— Start SUPPLIED PASSAGE —
Ms. Arroyo cites the testimony of Eduardo Coscolluela for the observation that some days after the accident, he returned to view the vehicle and the tires where they were stored at a car dealership. At that time, he viewed a piece of tread which had apparently separated from one of the subject tires. Although this testimony may bear on the condition of the tires at or immediately following the time of the accident, it does not tend to establish whether a design defect in the subject tires caused the separation and, ultimately, Ms. Arroyo's injuries.
In addition, the parties have not identified and the Court has not found any California cases in which such limited evidence of defect and causation necessitated jury consideration of these issues. Therefore, because Plaintiff has not identified sufficient evidence from which a jury could reasonably conclude that the alleged tire defect caused Ms. Arroyo's collision, Firestone's Motion for Summary Judgment is GRANTED as to Ms. Arroyo's product liability claims.
2. Other causes of action
Ms. Arroyo also brings claims for negligence, misrepresentation, breach of express and implied warranty, and related claims under a number of California statutes regarding unfair or unlawful business practices, each based on the contention that Firestone designed, manufactured and/or sold a defective product. Firestone moves for summary judgment on these claims, arguing that Ms. Arroyo's inability to prove a defect necessarily precludes her recovery under these statutes. Our earlier discussion of Plaintiff's lack of evidence of defect guides our consideration of these claims as well. In support of these claims, Plaintiff sets forth no new or additional evidence in opposition to Firestone's motion. Indeed, Plaintiff simply rests on her earlier arguments regarding defect and causation. As explained in detail above, Ms. Arroyo has failed to set forth admissible evidence from which a jury could conclude that her Firestone ATX tires in fact suffered from a defect. Absent evidence tending to establish that her tires were defective and, therefore, that Firestone violated any of the statutory duties cited in Ms. Arroyo's Complaint, we find that she has not made the requisite showing to stave off this properly fashioned summary judgment motion. Accordingly, Firestone's Motion for Summary Judgment as to Counts 3-11 is GRANTED.
Specifically, these claims include alleged violations of the California Consumers Legal Remedies Act; unfair competition; unfair and deceptive trade practices; false and misleading statements; fraud, misrepresentation and deceit; and intentional infliction of emotional distress.
Conclusion
Defendant Firestone moved for summary judgment, arguing primarily that Ms. Arroyo was unable to establish either defect or causation — two necessarily elements of her products liability claim, and that this inability proved fatal to her other claims as well. For the reasons set forth in detail above, we find that 1) Ms. Arroyo has failed to provide sufficient evidence from which a reasonable jury could conclude that the alleged tire defect existed in Ms. Arroyo's tires or that such defect caused Ms.
Arroyo's injuries; and 2) the failure to provide evidence from which a jury could reasonably infer a tire defect necessarily undermines her other claims regarding violations of the California Consumers Legal Remedies Act, unfair competition, unfair and deceptive trade practices, false and misleading statements, fraud, misrepresentation and deceit, and intentional infliction of emotional distress. Accordingly, Firestone's Motion for Summary Judgment is GRANTED and Ms. Arroyo's Cross Motion for Summary Judgment is DENIED.
It is so ORDERED this day of February, 2003.
— End SUPPLIED PASSAGE —
GOAL 1:
Output, word for word, the part of the summary judgment ruling from "Arroyo's injuries; and" down to "Judgment is DENIED.".
— Start PROVIDED INFORMATION —
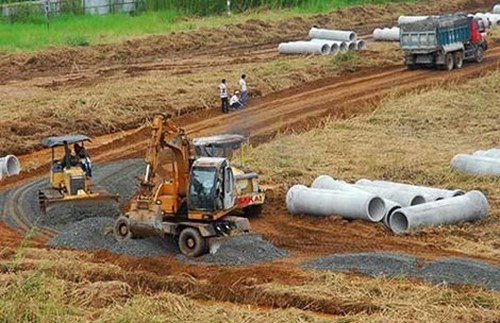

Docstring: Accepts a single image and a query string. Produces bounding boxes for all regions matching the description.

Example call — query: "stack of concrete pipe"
[286,175,488,234]
[0,155,21,180]
[451,148,500,176]
[372,27,399,41]
[278,28,367,55]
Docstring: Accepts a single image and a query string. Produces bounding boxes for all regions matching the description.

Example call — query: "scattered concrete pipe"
[451,154,500,176]
[347,41,357,52]
[356,39,367,50]
[309,38,340,55]
[373,27,400,41]
[311,175,386,224]
[286,185,384,222]
[354,183,426,206]
[309,27,357,42]
[382,199,402,229]
[472,148,500,159]
[0,155,21,180]
[398,16,429,25]
[278,41,330,55]
[356,179,465,202]
[389,191,489,233]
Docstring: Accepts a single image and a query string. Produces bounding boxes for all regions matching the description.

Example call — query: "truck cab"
[400,14,488,70]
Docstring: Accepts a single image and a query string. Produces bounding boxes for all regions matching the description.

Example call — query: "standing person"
[219,79,229,113]
[240,74,248,107]
[229,90,243,110]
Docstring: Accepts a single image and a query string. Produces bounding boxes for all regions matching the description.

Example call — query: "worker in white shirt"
[218,79,229,113]
[229,90,243,110]
[240,74,248,107]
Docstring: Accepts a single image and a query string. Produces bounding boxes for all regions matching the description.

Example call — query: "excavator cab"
[193,134,266,216]
[38,135,118,218]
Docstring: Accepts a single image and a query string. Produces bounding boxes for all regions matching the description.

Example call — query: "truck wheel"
[476,46,484,63]
[444,53,455,71]
[179,228,207,257]
[453,52,464,68]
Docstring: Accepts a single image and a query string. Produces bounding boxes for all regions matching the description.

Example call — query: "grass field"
[0,0,412,51]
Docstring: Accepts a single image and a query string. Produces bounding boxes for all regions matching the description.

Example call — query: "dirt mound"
[302,252,417,277]
[302,252,500,291]
[176,234,288,266]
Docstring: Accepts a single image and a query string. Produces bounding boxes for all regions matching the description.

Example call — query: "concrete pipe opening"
[410,195,426,205]
[330,43,340,56]
[389,211,410,234]
[347,42,356,52]
[367,197,385,222]
[356,39,367,50]
[0,155,21,179]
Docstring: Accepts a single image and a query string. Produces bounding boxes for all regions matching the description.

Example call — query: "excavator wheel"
[113,216,132,240]
[178,228,208,257]
[243,204,262,217]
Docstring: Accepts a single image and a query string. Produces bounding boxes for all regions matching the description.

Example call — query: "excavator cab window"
[188,167,219,211]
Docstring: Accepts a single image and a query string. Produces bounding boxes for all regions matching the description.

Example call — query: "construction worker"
[229,90,243,110]
[240,74,248,107]
[218,79,229,113]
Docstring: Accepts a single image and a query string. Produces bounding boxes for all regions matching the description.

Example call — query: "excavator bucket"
[38,190,120,227]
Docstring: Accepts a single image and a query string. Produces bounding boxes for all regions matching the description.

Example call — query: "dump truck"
[400,14,488,71]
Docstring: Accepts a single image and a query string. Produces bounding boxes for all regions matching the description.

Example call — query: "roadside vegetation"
[0,0,413,51]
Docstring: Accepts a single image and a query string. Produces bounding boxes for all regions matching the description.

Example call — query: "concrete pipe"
[382,199,402,229]
[354,181,426,206]
[0,155,21,179]
[356,39,367,50]
[389,191,489,233]
[451,154,500,176]
[356,179,465,202]
[398,16,429,25]
[472,148,500,159]
[309,38,343,55]
[286,185,385,222]
[311,175,388,224]
[278,41,330,55]
[309,28,357,42]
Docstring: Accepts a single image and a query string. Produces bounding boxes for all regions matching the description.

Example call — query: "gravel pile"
[38,200,121,230]
[47,217,177,257]
[417,258,500,291]
[176,234,288,266]
[302,252,417,277]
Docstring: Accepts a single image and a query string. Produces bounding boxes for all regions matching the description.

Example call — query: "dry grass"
[248,72,500,257]
[0,45,385,155]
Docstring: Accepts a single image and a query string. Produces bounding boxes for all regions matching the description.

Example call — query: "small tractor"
[38,135,118,215]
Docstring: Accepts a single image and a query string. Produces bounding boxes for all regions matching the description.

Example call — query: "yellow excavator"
[193,134,266,216]
[38,135,119,214]
[114,116,250,257]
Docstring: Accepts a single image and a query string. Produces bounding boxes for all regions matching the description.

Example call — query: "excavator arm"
[141,115,189,198]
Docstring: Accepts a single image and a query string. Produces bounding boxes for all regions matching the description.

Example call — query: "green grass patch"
[0,0,412,51]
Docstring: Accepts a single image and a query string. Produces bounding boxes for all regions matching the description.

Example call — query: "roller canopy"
[42,135,92,147]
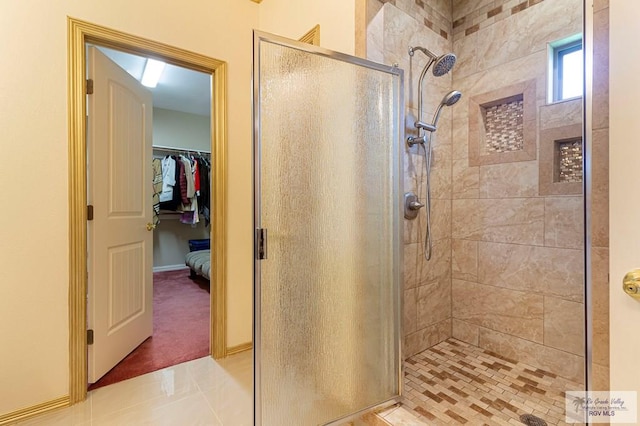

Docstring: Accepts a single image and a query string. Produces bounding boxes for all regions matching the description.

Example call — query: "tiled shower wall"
[367,0,452,356]
[591,0,609,390]
[367,0,608,389]
[452,0,584,382]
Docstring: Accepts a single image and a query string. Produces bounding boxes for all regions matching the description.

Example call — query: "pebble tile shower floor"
[398,339,582,425]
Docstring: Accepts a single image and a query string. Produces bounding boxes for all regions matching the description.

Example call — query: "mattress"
[184,250,211,280]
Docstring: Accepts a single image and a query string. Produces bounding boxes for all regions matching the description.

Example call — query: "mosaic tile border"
[379,0,453,40]
[481,97,524,154]
[556,138,582,183]
[469,79,538,166]
[538,124,582,195]
[452,0,544,40]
— End PROVIDED INFORMATION —
GOAL 2:
Return the records word for word, from their start down to and including the line that contains "[400,14,488,70]". Leave out the pictures.

ANSWER 1:
Arroyo's injuries; and 2) the failure to provide evidence from which a jury could reasonably infer a tire defect necessarily undermines her other claims regarding violations of the California Consumers Legal Remedies Act, unfair competition, unfair and deceptive trade practices, false and misleading statements, fraud, misrepresentation and deceit, and intentional infliction of emotional distress. Accordingly, Firestone's Motion for Summary Judgment is GRANTED and Ms. Arroyo's Cross Motion for Summary Judgment is DENIED.

ANSWER 2:
Docstring: Accepts a single image and a query string. Produces bounding boxes for all regions matching the description.

Example call — query: "stack of concrete pipe"
[286,175,488,234]
[0,155,21,180]
[451,148,500,176]
[372,27,399,41]
[278,28,367,55]
Docstring: Accepts a single image and a query string. Produces bounding boxes for all regions matching the description.

Example call — query: "scattered concrete pipe"
[451,154,500,176]
[347,41,357,52]
[356,39,367,50]
[309,38,340,55]
[373,27,400,41]
[311,175,386,224]
[286,185,384,222]
[354,183,426,206]
[309,27,357,42]
[382,199,402,229]
[472,148,500,159]
[0,155,21,180]
[398,16,429,25]
[278,41,330,55]
[356,179,465,202]
[389,191,489,233]
Docstring: Accepts a single image and a query string. Produces bounding boxes for all regions matching the description.

Example call — query: "truck cab"
[400,14,488,70]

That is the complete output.